What the exercise asks — Can you scale the stretch from the start of the rows through the line containing "[(362, 16)]", copying every line in full and multiplying only the answer coordinates by 0.55, rounded to whole numbers with halves going up? Keep the sample outputs unchanged.
---+---
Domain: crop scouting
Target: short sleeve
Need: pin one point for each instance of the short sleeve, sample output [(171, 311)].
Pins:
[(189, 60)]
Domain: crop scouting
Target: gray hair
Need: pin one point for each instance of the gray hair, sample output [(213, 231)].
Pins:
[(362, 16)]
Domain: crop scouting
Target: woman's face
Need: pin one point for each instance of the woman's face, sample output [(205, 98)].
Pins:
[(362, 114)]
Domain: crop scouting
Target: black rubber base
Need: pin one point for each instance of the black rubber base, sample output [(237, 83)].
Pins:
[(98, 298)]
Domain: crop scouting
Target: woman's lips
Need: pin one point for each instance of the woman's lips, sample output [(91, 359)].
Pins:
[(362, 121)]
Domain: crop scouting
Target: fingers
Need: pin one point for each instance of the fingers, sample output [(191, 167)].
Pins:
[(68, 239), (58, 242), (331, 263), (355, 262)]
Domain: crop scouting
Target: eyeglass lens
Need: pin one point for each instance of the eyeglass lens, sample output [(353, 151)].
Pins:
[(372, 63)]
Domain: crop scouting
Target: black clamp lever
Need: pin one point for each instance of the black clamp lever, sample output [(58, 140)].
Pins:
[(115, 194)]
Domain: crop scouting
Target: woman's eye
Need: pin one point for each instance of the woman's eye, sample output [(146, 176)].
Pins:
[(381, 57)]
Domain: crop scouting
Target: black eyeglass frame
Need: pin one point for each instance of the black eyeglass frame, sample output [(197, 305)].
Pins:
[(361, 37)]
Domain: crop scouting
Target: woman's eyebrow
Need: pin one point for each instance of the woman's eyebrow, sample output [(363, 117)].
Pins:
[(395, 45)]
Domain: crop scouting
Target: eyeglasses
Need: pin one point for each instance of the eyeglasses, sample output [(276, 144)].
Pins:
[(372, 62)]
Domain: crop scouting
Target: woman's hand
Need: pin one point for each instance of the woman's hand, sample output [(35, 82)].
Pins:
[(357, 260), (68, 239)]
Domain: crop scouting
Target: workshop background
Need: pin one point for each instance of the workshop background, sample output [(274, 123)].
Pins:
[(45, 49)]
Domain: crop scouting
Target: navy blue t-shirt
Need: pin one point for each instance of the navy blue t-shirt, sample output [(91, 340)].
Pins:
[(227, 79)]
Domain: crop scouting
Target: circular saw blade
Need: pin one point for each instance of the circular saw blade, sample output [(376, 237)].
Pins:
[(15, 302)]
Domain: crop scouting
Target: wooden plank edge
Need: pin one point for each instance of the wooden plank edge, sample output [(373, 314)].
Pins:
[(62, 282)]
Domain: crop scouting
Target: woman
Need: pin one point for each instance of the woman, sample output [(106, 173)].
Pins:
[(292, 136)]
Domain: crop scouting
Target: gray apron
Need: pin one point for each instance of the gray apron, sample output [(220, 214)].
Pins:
---+---
Solution for this exercise —
Domain: crop scouting
Target: short sleeve
Need: pin one point for each instance of the short sleeve, sample output [(171, 311)].
Pins:
[(104, 33)]
Domain: crop scouting
Target: gray hair
Need: pin one point for each instance of the gray hair, sample output [(213, 231)].
Pins:
[(199, 9)]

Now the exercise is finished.